(Given data):

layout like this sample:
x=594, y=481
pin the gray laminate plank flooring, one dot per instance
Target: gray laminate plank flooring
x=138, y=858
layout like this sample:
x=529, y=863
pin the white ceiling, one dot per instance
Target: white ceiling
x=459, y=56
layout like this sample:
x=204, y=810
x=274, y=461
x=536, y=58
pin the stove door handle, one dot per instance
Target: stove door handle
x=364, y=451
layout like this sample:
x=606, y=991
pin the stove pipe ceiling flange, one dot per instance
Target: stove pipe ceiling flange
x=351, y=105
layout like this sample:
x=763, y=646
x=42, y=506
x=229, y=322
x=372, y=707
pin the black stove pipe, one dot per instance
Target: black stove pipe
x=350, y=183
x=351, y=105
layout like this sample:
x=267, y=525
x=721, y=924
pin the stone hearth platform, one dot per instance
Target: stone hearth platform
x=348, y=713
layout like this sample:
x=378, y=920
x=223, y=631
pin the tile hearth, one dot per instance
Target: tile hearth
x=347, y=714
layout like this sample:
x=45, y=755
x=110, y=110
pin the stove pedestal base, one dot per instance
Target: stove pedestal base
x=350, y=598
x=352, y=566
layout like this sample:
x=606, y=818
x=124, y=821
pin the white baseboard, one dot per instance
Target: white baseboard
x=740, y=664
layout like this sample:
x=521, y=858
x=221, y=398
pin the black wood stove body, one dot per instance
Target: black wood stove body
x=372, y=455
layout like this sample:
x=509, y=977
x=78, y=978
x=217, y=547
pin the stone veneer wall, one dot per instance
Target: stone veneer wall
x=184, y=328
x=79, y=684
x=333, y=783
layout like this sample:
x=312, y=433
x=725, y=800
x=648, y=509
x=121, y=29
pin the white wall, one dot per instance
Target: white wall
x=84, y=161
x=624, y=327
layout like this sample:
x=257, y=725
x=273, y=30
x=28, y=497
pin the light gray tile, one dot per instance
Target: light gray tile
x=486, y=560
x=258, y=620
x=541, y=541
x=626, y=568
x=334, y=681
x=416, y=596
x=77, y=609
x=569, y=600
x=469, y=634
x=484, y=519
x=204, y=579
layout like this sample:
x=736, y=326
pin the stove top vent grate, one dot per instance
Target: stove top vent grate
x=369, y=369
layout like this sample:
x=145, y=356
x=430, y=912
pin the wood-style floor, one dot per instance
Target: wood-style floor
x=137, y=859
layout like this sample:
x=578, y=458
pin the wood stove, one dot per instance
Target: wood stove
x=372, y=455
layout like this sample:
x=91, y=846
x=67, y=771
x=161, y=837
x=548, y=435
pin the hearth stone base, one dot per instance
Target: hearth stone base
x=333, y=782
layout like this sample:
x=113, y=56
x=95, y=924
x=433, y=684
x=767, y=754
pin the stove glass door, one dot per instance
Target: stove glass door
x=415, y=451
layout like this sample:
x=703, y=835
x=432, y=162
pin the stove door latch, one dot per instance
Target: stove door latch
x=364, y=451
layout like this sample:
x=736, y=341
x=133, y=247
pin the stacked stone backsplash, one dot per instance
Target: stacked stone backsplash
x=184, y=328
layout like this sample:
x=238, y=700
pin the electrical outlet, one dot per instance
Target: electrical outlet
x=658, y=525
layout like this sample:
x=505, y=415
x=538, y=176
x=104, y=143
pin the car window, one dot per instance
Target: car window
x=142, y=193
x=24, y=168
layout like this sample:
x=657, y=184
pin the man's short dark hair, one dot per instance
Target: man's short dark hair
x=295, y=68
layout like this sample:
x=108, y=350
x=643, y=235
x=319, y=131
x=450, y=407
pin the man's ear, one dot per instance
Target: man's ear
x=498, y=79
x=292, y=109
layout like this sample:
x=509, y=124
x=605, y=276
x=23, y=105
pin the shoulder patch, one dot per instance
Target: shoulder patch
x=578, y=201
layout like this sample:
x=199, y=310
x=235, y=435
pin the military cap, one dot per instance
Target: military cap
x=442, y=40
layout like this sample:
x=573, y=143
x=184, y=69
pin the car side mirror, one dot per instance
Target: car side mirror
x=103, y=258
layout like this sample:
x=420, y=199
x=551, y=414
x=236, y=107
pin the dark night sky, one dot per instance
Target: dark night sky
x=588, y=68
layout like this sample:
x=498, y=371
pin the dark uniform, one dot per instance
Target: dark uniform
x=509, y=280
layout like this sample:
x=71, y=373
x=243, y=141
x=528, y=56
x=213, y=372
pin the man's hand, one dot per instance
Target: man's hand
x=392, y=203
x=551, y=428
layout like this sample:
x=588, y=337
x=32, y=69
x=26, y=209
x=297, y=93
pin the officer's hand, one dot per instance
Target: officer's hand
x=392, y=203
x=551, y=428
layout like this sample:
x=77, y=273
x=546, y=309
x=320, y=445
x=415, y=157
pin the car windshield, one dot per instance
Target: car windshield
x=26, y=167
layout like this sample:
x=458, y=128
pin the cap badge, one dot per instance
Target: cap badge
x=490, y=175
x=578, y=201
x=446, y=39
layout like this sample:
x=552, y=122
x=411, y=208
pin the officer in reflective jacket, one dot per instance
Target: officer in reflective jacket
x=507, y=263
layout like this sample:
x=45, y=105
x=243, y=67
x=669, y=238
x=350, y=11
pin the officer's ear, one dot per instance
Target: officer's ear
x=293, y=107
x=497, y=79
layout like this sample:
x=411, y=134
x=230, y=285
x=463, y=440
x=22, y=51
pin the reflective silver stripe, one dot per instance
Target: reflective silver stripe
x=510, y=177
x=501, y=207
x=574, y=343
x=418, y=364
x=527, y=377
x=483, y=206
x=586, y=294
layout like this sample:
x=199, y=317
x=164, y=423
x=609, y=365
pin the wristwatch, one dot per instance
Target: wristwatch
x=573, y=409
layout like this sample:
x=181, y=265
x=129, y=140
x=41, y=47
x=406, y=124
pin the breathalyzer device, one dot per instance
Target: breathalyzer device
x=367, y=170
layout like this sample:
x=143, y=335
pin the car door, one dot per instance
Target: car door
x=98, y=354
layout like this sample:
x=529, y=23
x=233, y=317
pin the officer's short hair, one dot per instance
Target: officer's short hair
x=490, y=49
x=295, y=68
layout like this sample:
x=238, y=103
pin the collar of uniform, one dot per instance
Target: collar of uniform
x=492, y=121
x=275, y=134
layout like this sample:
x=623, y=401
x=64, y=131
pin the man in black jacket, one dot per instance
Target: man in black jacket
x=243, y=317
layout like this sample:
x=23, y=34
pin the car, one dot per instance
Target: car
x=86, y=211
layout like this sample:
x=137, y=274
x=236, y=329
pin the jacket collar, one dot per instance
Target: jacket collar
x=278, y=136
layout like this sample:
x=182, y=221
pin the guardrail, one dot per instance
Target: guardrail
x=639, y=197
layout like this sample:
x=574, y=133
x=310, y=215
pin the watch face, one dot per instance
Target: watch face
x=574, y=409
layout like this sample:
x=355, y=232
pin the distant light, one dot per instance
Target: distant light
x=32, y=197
...
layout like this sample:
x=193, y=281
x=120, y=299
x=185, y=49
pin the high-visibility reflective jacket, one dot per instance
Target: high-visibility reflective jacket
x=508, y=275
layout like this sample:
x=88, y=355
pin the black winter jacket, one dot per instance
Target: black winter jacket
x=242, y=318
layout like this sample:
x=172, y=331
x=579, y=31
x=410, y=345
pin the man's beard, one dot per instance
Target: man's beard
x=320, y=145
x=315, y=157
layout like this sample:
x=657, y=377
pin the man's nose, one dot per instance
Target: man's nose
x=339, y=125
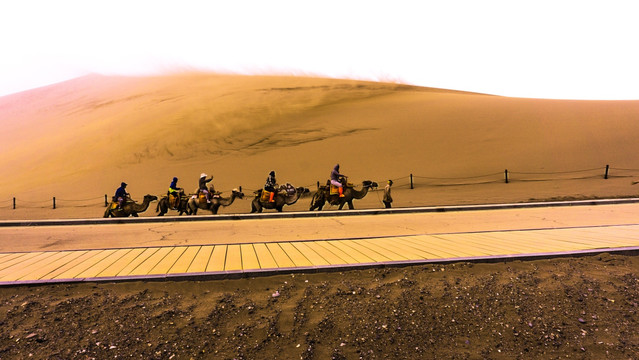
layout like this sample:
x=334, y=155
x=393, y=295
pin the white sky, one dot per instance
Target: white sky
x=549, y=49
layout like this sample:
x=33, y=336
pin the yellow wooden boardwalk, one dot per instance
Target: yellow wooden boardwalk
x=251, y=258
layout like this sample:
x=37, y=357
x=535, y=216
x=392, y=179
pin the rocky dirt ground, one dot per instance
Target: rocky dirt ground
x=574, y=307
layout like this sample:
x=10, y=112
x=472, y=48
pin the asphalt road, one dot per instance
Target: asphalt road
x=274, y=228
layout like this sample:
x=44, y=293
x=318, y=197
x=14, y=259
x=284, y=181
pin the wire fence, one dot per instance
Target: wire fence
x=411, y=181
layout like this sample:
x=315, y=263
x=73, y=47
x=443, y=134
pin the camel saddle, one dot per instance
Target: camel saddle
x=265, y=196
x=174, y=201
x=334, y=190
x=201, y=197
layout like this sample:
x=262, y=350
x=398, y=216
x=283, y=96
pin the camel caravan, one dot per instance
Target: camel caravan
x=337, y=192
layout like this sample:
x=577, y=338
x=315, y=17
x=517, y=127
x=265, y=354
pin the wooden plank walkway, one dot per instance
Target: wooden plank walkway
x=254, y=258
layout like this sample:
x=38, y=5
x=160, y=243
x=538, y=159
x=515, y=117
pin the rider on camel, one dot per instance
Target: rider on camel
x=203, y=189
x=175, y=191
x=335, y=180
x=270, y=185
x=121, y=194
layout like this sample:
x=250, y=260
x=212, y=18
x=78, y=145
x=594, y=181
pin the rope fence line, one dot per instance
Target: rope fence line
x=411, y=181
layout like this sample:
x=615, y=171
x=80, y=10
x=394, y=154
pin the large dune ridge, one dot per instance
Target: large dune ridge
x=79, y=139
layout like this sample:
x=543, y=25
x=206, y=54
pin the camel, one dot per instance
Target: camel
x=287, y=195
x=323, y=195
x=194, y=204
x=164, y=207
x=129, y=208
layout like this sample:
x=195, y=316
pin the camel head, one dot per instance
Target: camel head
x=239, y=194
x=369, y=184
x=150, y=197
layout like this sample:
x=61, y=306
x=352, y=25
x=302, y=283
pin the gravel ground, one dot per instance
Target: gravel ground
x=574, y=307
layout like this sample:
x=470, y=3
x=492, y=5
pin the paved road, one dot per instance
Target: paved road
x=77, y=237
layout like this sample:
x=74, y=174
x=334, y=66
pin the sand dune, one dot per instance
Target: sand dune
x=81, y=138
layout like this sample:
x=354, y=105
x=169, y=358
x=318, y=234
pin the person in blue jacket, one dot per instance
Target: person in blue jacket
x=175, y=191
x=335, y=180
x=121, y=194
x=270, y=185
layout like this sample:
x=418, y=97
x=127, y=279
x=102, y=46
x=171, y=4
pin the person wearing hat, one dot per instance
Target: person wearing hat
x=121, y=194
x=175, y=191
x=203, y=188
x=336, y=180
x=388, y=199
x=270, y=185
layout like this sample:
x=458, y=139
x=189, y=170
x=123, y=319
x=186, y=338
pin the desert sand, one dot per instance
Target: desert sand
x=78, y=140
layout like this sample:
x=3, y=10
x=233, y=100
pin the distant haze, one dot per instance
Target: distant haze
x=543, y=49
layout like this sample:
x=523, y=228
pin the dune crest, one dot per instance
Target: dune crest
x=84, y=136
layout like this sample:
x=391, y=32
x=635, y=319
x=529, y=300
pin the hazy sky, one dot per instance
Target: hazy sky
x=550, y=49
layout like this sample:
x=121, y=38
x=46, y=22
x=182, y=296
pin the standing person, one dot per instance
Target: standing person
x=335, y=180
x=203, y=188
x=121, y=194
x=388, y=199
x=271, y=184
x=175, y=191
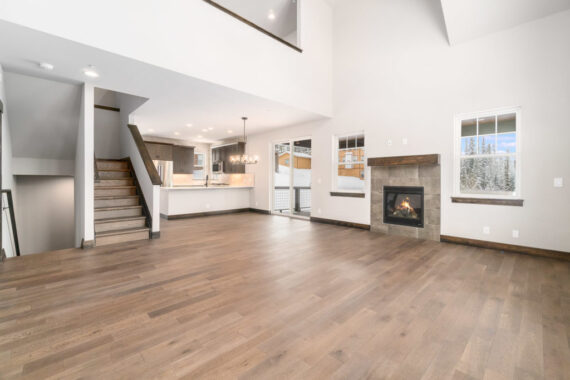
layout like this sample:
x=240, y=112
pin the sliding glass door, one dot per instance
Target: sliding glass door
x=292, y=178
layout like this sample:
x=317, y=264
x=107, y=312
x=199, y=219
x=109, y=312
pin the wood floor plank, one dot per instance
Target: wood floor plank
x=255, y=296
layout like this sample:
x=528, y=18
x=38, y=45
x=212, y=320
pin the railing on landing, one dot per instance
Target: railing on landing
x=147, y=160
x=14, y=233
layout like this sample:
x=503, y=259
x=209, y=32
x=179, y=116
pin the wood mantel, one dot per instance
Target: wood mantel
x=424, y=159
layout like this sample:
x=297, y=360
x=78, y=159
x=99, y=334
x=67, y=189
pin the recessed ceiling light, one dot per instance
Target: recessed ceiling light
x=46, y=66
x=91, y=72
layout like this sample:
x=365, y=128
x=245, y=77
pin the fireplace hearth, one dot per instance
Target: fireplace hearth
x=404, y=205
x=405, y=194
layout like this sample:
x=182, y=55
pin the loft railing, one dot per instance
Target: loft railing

(Work instruction): The answer is the lines above between the line holding "x=212, y=320" and the line holding "Target: loft railing", inclusive, each written out exactly, and no others.

(Problem solution):
x=212, y=320
pin the railing on landing, one dot per instance
Target: railing on landing
x=147, y=160
x=14, y=233
layout like this sample:
x=503, y=259
x=209, y=32
x=179, y=116
pin the wood mantel, one dot per instance
Target: wood mantel
x=424, y=159
layout like this sample:
x=297, y=360
x=78, y=159
x=99, y=334
x=67, y=189
pin the recessed ceiling light, one dot per instance
Target: recessed ceiling light
x=46, y=66
x=91, y=72
layout like this sample:
x=365, y=128
x=245, y=77
pin the fireplace hearth, one dot per instance
Target: fireplace hearth
x=404, y=205
x=405, y=194
layout like this sample:
x=182, y=55
pin the loft railing, one dot per instance
Target: loft railing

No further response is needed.